• _OPDRACHT_:
Vervang in de hele lijst hieronder elke "drop one point" door "place one point". Laat de rest van de lijst alsjeblieft precies zoals hij is.

• _TE VERWERKEN GEGEVENS_:
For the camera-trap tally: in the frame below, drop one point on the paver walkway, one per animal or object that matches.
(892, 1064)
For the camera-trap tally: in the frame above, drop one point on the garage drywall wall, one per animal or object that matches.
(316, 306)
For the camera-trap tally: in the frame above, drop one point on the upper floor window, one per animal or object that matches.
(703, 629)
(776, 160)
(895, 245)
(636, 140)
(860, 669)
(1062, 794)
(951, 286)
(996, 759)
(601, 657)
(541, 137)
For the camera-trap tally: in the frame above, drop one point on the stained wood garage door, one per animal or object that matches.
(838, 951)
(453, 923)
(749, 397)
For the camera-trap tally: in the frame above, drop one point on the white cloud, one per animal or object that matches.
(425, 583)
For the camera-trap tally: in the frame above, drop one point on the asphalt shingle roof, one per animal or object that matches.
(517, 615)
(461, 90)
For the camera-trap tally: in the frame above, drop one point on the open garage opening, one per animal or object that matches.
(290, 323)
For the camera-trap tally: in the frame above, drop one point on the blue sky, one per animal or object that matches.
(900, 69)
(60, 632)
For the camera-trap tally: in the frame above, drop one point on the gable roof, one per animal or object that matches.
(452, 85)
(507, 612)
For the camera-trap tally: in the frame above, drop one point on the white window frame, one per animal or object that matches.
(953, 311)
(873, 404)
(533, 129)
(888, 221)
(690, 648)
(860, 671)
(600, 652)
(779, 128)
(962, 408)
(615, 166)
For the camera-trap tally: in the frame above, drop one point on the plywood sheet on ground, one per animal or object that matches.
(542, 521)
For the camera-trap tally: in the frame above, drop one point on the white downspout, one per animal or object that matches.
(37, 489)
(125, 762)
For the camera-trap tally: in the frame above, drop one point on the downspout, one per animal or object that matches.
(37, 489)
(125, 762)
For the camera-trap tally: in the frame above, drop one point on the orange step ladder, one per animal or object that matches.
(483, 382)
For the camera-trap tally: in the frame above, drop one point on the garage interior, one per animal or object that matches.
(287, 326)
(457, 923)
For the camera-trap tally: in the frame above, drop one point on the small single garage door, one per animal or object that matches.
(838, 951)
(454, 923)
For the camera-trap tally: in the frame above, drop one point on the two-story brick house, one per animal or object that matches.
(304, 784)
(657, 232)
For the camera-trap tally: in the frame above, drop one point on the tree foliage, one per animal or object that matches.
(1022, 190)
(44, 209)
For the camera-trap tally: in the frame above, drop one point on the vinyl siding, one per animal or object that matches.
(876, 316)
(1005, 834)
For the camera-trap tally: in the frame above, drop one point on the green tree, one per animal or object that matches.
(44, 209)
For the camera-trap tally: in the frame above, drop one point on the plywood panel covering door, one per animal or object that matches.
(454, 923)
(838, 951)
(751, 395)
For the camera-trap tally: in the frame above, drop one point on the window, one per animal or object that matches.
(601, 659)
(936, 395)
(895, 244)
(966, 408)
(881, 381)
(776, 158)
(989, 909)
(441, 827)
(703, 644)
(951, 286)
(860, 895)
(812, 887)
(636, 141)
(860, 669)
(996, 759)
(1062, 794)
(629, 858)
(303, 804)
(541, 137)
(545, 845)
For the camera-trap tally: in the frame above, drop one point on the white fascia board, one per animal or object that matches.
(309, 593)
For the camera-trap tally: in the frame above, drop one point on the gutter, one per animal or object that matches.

• _ANTWOORD_:
For the camera-trap tally: in the frame below, place one point on the paver walkway, one per animal or object that matches.
(892, 1064)
For the camera-trap tally: in the frame above, place one point on the garage drywall wall, one per animal or object that matches.
(316, 306)
For the camera-trap tally: in the frame above, place one point on the upper floor window, one per animal or object that matches.
(703, 629)
(776, 160)
(895, 245)
(636, 140)
(860, 669)
(1062, 794)
(951, 286)
(996, 759)
(601, 657)
(541, 137)
For the camera-trap tally: in the frame above, place one point on the stained wood garage door, one per animal or object that matches.
(838, 951)
(453, 923)
(749, 397)
For the camera-trap tally: in the frame above, place one point on the white cloud, one per animal or object that matches.
(425, 583)
For the camera-trap tally: in the frame above, place one point on the asphalt shingle roof, one per animal or object that matches.
(517, 615)
(461, 90)
For the camera-trap tally: in the frame above, place one point on the open garage opening, one per animal or object that matches.
(290, 323)
For the camera-trap tally: in the frame above, place one point on the blue sky, one per animal or object that matches.
(900, 69)
(60, 632)
For the camera-trap tally: in the frame above, place one point on the gable roof, one per animal or object that matches.
(452, 85)
(507, 612)
For the camera-trap tally: in the frame above, place one point on the white window frame, one per animal or object that matches.
(953, 311)
(873, 404)
(533, 129)
(888, 221)
(690, 648)
(860, 671)
(600, 652)
(779, 128)
(962, 408)
(615, 166)
For the camera-trap tally: in the frame above, place one point on the plywood sheet on ground, one per animal or object that matches.
(542, 521)
For the camera-trap tally: in the frame above, place one point on the white downspout, one per animal or object that matches.
(37, 489)
(125, 762)
For the camera-trap tally: in the frame above, place one point on the downspout, one per animal or object that matches.
(37, 489)
(125, 762)
For the camera-trap tally: in the frame above, place one point on the orange step ladder, one per animal or object that matches.
(483, 382)
For the camera-trap tally: in the frame above, place one point on the garage interior, one per animal or object that matches.
(287, 326)
(457, 923)
For the camera-trap tally: in the frame above, place one point on the small single garage door, one per animal or object that matches.
(838, 951)
(454, 923)
For the camera-trap tally: in the frame above, place one point on the two-story brick house, one per animal or object that matches.
(304, 784)
(657, 232)
For the camera-trap tally: in the frame above, place one point on the tree foliage, one per animal or object that matches.
(1022, 190)
(44, 209)
For the camera-trap tally: in the frame above, place one point on the vinyl siding, one per animal or object that matches.
(876, 316)
(1005, 834)
For the camera-trap tally: in the frame above, place one point on the green tree, one per animal or object that matches.
(44, 209)
For the camera-trap tally: in the frame above, place one point on the plywood panel covering door, one per animal or object that matches.
(454, 923)
(838, 951)
(751, 395)
For the camera-trap tally: in the frame above, place one point on the window, one per animal or object that matches.
(601, 659)
(936, 395)
(895, 244)
(966, 408)
(881, 381)
(776, 158)
(989, 909)
(441, 827)
(703, 644)
(951, 286)
(860, 895)
(812, 887)
(636, 141)
(860, 669)
(996, 759)
(1062, 794)
(629, 858)
(303, 804)
(541, 137)
(545, 845)
For the camera-trap tally: in the frame above, place one point on the white fascia board, one per animal or object that matches.
(309, 593)
For the camera-trap tally: in the frame above, place one point on the gutter, one per animal or object that matches.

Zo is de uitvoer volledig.